After you decide to talk to a therapist (e.g., psychologists, psychotherapists, and social workers), you will soon discover that there are many of us out there. Over the years of interacting with clients and being a client myself, I am sharing my thoughts on how to find the right therapist here.
Before you book a session with a therapist:
There are many ways to find a therapist, and the first thing you see is probably their profiles/clinic information. First, read through their profiles carefully to see their styles of presenting themselves, their personal and professional background, expertise, experiences, and their photos. If you feel like they might be a good fit, give them a call or at least schedule a phone call. Psychologists or other mental health professionals usually offer 10-15 minutes of free phone consultation. Even if they don’t say it, you are entitled to request. I don’t recommend booking the first session without talking to this person first. People’s online presence can be very different from that in person.
Second, when you call this therapist, ask about their qualifications, training background, experiences, expertise and clinical approaches. Some sample questions are: what degree did you get? What kind of training did you receive? How many years have you been practicing in the area of depression (or any other concerns you want to know)? Which clinical issues are you particularly good at treating? What are your therapeutic approaches, and how do they work?
Third, you want to also ask about practical concerns, such as fees, payment method, insurance coverage, hours of services and any other things you want to know.
Fourth, trust your gut feeling. Do you feel comfortable talking with this person? If not, feel free to approach another one. If yes, go ahead and book the first appointment.
After the first few sessions:
Typically, the first session should be an assessment in which the therapist will ask you many questions; the purposes are to understand your concerns better, develop a professional relationship, and develop an intervention plan. That being said, after the first or the first few sessions, you should ask yourself the following questions:
- How comfortable am I working with the therapist?
- Does this therapist understand my concerns and is he/she able to help me better understand my concerns?
- Does this therapist have a clear plan to help me?
The right therapist should make it easy for you to say yes to all those three questions. If not, you can discuss it with the therapist to see how he/she responds. If he/she responds positively and is willing to work with you to address any of those three questions, that is a good sign. If not, you probably need to think if you should change to another therapist.

Information provided ::
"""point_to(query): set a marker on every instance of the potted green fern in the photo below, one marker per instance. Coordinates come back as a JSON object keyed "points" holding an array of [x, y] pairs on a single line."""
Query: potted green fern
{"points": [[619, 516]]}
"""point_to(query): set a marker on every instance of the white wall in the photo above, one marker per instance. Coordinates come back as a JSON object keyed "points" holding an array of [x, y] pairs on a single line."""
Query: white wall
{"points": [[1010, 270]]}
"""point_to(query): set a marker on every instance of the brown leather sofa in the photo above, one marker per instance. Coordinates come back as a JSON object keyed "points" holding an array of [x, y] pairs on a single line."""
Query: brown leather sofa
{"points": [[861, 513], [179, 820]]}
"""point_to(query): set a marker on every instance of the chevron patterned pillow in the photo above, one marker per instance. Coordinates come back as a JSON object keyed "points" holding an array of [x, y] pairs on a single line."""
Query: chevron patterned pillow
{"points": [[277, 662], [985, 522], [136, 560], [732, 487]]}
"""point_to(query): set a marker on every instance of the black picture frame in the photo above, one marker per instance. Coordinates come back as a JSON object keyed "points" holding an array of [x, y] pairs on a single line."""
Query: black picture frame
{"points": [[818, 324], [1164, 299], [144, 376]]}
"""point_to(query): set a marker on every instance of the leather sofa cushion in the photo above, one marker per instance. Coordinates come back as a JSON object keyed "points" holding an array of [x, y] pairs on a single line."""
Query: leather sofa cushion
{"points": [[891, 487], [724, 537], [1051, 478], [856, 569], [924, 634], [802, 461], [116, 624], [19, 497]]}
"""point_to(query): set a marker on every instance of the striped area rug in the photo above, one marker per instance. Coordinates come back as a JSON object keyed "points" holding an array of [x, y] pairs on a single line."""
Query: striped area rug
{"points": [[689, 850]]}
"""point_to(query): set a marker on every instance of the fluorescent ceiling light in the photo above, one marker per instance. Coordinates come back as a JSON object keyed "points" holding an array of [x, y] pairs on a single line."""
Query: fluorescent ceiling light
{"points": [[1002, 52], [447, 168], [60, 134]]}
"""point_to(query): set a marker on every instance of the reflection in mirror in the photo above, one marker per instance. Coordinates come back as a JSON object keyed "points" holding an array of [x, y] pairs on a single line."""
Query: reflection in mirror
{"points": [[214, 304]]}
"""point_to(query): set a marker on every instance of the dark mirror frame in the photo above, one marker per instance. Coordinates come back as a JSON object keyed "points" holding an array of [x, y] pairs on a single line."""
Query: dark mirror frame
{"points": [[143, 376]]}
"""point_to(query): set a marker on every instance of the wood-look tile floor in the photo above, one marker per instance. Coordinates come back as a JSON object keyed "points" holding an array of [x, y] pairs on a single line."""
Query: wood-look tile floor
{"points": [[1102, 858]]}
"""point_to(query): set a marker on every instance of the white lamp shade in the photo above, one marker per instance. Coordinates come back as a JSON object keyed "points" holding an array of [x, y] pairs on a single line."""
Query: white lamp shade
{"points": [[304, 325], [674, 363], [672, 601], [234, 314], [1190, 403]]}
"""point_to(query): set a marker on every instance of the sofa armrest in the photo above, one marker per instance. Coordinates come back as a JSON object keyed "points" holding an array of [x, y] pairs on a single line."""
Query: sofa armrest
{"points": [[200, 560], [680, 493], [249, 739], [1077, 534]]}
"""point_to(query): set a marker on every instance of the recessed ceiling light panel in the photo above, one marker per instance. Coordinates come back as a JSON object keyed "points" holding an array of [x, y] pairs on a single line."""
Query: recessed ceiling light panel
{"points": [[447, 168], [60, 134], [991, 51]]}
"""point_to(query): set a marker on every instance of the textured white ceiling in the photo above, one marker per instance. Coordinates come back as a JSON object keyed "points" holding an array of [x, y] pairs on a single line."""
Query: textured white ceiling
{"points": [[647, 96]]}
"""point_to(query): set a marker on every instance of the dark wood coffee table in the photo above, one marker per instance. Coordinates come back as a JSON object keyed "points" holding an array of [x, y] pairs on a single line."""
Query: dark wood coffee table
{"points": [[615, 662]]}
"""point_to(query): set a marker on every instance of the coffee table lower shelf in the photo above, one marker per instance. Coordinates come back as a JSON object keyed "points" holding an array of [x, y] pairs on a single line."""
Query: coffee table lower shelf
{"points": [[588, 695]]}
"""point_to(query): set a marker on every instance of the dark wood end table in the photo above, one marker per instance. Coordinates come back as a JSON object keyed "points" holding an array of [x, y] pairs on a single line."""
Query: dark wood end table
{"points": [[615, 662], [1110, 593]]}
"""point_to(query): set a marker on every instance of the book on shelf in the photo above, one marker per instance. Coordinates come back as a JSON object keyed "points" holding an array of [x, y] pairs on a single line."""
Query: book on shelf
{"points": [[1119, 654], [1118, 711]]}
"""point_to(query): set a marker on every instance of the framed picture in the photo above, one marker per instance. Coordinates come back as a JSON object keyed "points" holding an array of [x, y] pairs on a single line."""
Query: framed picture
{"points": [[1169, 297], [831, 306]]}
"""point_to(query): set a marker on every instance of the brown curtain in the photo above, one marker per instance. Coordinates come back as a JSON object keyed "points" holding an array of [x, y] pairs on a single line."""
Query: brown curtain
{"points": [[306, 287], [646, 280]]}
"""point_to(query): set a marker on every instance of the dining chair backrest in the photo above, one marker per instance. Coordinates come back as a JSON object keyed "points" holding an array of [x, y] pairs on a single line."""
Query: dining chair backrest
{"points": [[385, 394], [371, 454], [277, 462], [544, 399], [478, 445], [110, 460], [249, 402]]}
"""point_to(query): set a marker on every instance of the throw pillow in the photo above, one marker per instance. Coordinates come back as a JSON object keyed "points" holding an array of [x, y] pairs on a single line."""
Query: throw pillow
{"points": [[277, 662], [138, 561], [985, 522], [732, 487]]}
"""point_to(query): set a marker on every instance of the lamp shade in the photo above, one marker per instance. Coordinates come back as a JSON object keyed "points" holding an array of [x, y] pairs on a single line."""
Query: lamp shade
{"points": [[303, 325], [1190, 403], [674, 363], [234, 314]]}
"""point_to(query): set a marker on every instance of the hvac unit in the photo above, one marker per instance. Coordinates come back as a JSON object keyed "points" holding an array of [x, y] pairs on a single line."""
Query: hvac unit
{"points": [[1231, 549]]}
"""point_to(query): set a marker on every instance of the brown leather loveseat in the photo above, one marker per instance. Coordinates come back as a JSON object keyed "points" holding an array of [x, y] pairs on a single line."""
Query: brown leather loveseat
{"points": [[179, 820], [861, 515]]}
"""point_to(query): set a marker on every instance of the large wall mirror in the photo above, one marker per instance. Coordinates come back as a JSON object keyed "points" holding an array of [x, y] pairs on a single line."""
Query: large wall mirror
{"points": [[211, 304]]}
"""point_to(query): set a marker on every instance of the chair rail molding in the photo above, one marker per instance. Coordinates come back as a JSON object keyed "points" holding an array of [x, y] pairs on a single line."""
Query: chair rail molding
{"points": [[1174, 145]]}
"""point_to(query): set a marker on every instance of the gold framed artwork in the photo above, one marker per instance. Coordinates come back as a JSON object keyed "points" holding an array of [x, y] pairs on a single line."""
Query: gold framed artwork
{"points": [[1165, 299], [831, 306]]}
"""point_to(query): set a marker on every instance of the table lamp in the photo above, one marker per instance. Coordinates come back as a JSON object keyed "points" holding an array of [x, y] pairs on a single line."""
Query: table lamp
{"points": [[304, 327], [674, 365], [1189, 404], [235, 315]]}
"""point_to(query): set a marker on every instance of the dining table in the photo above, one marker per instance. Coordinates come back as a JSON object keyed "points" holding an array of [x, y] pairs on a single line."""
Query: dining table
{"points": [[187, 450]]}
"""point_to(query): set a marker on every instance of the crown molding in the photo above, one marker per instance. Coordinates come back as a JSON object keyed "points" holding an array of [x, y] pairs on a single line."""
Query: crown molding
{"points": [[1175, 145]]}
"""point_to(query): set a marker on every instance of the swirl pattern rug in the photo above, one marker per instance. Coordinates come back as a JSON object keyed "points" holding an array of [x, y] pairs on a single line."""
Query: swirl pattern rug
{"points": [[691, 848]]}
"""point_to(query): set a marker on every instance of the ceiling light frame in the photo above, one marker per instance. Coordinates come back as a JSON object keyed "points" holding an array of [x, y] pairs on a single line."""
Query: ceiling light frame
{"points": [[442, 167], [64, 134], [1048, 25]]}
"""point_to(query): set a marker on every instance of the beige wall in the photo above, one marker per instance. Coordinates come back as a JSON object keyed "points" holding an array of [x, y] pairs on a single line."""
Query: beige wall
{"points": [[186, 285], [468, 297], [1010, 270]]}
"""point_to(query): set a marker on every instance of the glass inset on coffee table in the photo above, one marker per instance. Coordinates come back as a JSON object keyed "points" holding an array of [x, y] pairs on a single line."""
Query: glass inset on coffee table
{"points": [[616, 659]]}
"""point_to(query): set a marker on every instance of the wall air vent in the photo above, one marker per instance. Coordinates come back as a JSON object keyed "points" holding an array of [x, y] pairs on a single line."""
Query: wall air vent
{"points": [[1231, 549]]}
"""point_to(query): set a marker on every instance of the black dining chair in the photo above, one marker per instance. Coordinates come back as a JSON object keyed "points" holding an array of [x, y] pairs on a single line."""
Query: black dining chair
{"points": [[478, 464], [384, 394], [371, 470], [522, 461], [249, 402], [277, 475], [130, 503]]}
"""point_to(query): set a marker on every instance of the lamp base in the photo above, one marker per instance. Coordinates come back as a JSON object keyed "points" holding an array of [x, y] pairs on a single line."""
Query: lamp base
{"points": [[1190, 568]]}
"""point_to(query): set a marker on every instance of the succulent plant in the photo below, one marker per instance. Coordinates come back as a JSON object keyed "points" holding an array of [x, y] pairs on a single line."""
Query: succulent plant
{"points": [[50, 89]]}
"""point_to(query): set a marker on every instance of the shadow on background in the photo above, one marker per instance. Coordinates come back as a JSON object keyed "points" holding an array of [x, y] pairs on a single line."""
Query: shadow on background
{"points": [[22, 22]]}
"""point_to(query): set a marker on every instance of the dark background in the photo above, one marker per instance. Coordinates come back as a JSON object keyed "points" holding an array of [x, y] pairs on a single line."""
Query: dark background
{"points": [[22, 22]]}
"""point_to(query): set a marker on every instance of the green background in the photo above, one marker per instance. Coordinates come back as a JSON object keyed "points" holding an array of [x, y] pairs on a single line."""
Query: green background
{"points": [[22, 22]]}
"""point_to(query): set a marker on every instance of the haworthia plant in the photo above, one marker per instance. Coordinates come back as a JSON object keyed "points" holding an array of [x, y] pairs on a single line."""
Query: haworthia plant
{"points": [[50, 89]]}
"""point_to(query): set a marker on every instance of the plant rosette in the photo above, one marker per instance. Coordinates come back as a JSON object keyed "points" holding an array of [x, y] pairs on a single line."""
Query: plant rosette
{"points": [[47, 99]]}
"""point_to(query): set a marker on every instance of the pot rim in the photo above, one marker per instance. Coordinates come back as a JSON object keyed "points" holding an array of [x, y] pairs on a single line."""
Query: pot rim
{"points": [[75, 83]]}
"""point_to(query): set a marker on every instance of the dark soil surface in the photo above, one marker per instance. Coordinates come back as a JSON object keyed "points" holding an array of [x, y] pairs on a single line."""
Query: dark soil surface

To do ::
a - Answer each question from the text on finding a therapist.
(i) How long is the free phone consultation that mental health professionals usually offer?
(ii) What should the first session typically be?
(iii) How many questions should the right therapist make it easy for you to say yes to?
b - From the text on finding a therapist, return the passage that begins with the words containing "After the first few" and ends with "to help me?". Copy it word for word.
c - State whether each statement agrees with the text on finding a therapist. Answer yes or no, and quote the words of the text that decide it.
(i) The text recommends booking the first session before talking with the therapist.
(ii) Fees and insurance coverage are among the practical concerns to ask about.
(iii) If therapists do not mention a free phone consultation, you may not request one.

Exercise answers ::
a -
(i) 10-15 minutes
(ii) An assessment
(iii) Three

b -
After the first few sessions:
Typically, the first session should be an assessment in which the therapist will ask you many questions; the purposes are to understand your concerns better, develop a professional relationship, and develop an intervention plan. That being said, after the first or the first few sessions, you should ask yourself the following questions:
- How comfortable am I working with the therapist?
- Does this therapist understand my concerns and is he/she able to help me better understand my concerns?
- Does this therapist have a clear plan to help me?

c -
(i) No: "I don’t recommend booking the first session without talking to this person first."
(ii) Yes: "such as fees, payment method, insurance coverage, hours of services"
(iii) No: "Even if they don’t say it, you are entitled to request."